Text excerpt |

That has been a struggle for me. When Dawn and I were married, she and my mom had to do some work to convince me to accept legal marriage. I looked at our list of invitees, and saw so many (including the priest mentioned above) whose marriages I never dreamed would be recognized in my lifetime. How could I accept that dignity if they could not? How could I as a pagan accept endorsement of a contract I knew was not available to those who would gather to celebrate my love?

It felt like theft. But mom and Dawn made quite clear what the joy of marriage meant to them and especially to my intended bride. To set up contracts and create an “almost-marriage” would not only be complicated, but would be indignity, it would tell her she was something less, that our family wasn’t real to me.

That spiritually and magically, my heart wasn’t really in it.

Of course, I happily married her, and gave her my heart in as full and true a ritual as I could, complete with the legal endorsement on behalf of our clergy. And I steeled myself that when the opportunity came, when the iron was hot, I would act to make that same moment a reality for those I love.

Material provided |
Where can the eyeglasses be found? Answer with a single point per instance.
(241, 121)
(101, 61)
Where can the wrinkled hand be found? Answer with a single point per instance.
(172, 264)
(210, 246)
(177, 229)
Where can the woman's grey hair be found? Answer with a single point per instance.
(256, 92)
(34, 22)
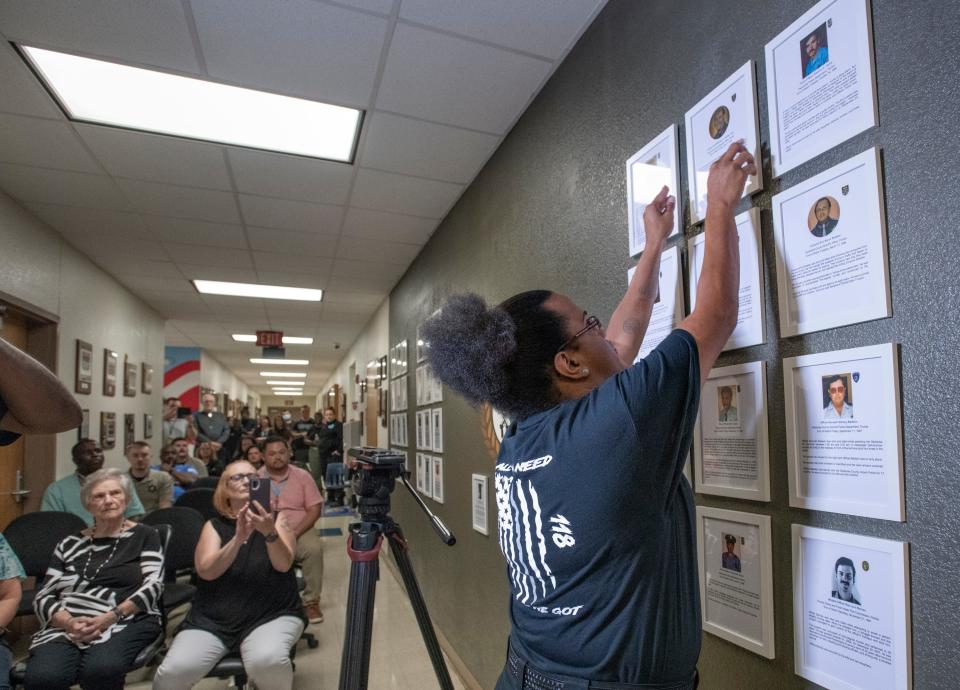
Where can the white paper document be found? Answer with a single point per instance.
(648, 171)
(844, 448)
(736, 577)
(832, 248)
(750, 320)
(668, 308)
(820, 82)
(730, 436)
(851, 610)
(726, 114)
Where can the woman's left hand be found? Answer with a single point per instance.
(261, 519)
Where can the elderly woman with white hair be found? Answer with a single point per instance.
(100, 600)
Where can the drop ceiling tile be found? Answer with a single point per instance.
(477, 86)
(196, 270)
(267, 212)
(304, 243)
(374, 250)
(382, 191)
(157, 158)
(181, 202)
(22, 92)
(290, 177)
(519, 24)
(305, 49)
(210, 256)
(43, 143)
(394, 227)
(61, 187)
(414, 147)
(316, 280)
(82, 221)
(133, 31)
(297, 263)
(197, 232)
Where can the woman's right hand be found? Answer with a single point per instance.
(728, 175)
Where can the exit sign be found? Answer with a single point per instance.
(269, 338)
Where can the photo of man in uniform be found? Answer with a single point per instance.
(844, 580)
(838, 393)
(825, 217)
(729, 559)
(813, 49)
(728, 412)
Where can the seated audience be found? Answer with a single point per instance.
(182, 474)
(65, 494)
(246, 595)
(295, 495)
(182, 446)
(254, 456)
(11, 573)
(208, 456)
(154, 488)
(100, 600)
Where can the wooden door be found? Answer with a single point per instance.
(14, 331)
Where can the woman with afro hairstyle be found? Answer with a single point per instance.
(595, 518)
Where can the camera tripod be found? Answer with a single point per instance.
(378, 471)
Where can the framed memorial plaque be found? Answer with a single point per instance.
(668, 307)
(832, 248)
(844, 446)
(478, 487)
(648, 171)
(108, 430)
(730, 436)
(129, 378)
(83, 382)
(735, 556)
(851, 610)
(820, 82)
(751, 324)
(437, 479)
(110, 362)
(725, 115)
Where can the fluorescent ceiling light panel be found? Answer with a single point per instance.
(287, 339)
(219, 287)
(281, 362)
(107, 93)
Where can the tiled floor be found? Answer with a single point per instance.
(398, 659)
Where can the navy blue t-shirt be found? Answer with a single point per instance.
(596, 521)
(6, 437)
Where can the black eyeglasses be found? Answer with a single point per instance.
(592, 322)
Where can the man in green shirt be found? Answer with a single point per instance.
(64, 494)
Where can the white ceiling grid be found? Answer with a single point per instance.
(441, 82)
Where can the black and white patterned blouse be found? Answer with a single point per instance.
(88, 577)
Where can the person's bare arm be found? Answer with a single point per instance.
(37, 403)
(629, 322)
(715, 316)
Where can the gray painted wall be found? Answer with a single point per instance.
(549, 210)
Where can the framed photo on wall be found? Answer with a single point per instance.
(110, 363)
(851, 610)
(129, 378)
(146, 379)
(108, 430)
(736, 578)
(84, 367)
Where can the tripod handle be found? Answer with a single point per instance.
(446, 536)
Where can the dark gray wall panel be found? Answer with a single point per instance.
(549, 210)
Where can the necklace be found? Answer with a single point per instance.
(113, 551)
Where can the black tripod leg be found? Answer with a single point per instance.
(398, 547)
(364, 550)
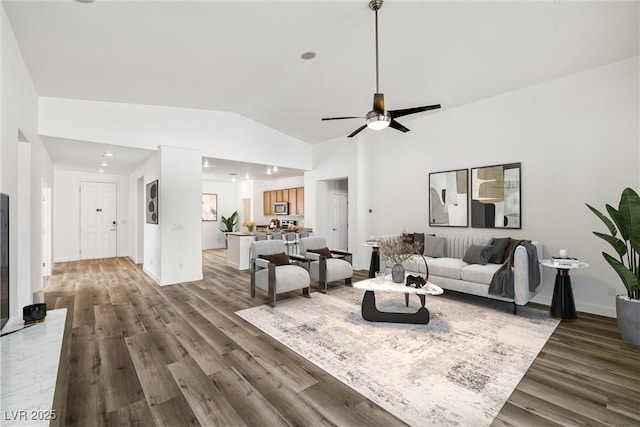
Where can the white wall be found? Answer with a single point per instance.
(180, 220)
(215, 134)
(18, 116)
(212, 237)
(578, 141)
(66, 212)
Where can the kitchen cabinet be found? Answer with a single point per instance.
(267, 204)
(295, 197)
(300, 201)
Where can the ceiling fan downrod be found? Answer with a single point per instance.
(375, 5)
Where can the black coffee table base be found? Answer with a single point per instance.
(371, 313)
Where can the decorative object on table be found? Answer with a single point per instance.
(565, 262)
(448, 198)
(209, 207)
(495, 196)
(229, 225)
(250, 225)
(34, 313)
(398, 249)
(152, 202)
(626, 221)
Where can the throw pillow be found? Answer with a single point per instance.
(325, 252)
(510, 248)
(277, 259)
(499, 245)
(419, 239)
(477, 254)
(435, 246)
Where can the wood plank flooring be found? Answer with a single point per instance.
(145, 355)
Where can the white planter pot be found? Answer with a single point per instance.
(628, 314)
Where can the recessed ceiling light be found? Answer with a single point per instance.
(308, 55)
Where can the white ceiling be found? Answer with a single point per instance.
(244, 56)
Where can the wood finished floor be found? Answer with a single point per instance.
(144, 355)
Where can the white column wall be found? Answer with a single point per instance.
(19, 115)
(180, 220)
(577, 138)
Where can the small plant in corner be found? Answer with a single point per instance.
(229, 223)
(626, 221)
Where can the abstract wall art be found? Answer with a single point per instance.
(209, 207)
(448, 198)
(152, 202)
(495, 196)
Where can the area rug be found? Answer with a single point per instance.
(458, 370)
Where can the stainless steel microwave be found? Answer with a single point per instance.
(281, 208)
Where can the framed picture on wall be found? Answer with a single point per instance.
(495, 196)
(448, 198)
(209, 207)
(152, 202)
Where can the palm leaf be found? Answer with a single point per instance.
(607, 221)
(630, 281)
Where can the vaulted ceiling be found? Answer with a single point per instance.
(245, 56)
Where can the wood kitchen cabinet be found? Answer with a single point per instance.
(295, 197)
(267, 206)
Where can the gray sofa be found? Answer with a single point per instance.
(453, 273)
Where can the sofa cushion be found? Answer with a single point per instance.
(277, 259)
(479, 273)
(478, 254)
(446, 267)
(435, 246)
(499, 245)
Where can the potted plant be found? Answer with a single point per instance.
(398, 249)
(229, 225)
(625, 221)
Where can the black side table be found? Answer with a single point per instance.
(562, 304)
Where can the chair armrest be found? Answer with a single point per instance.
(311, 256)
(261, 262)
(348, 256)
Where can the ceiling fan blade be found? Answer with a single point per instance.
(378, 102)
(357, 131)
(407, 111)
(341, 118)
(398, 126)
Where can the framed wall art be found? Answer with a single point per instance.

Task A |
Translate this sentence from the passage about accepting legal marriage into Spanish: "But mom and Dawn made quite clear what the joy of marriage meant to them and especially to my intended bride."
Task B |
Pick up the passage about accepting legal marriage after its final sentence and write a continuation.
The records have no connection to the passage about accepting legal marriage.

Expected answer A |
Pero mamá y Dawn dejaron muy claro lo que la alegría del matrimonio significaba para ellas y, sobre todo, para mi futura esposa.

Expected answer B |
As a witch, love is essential to my faith. In my faith I work to build intimate relationships with fellow clergy, with my coven mates and tradition members, with the gods I worship, with the elemental spirits who make up this world. Every one of those relationships requires self-evaluation, an understanding of what I give those I love, what self I offer and how that serves their needs and fosters a world build on the sort of love I hope to share.

As relationships need attention to continue to grow, I take time to walk with particular spirits, and in the year this amendment was pending, was my year with fire. Naturally, in the light of this amendment, I was drawn to focus on fire as that nurturing and nourishing spirit of love, the heart of the gods, the lust of Pan and the solace of Hera, the spirit which drives our connection as lovers, mates and partners throughout out lives. And in service to that spirit, I put aside a night a week to make phone calls, to knock on doors, to talk to individual Minnesotans about what love means to us, about what marriage means to us… and about our many friends, sisters, teachers, grandfathers, students, and more, singled out by this amendment as unfit for the joy and dignity framed by that word.

Minnesota heard that conversation. They embraced the emotional spirit of nurturing and dignity that I see as the spirit of fire, the heart of the goddess. While Minnesota did not act in the goddess’s name (It’d be hubris and plain ignorance to assume they all share my faith), they recognized the values I draw from my faith are values they share.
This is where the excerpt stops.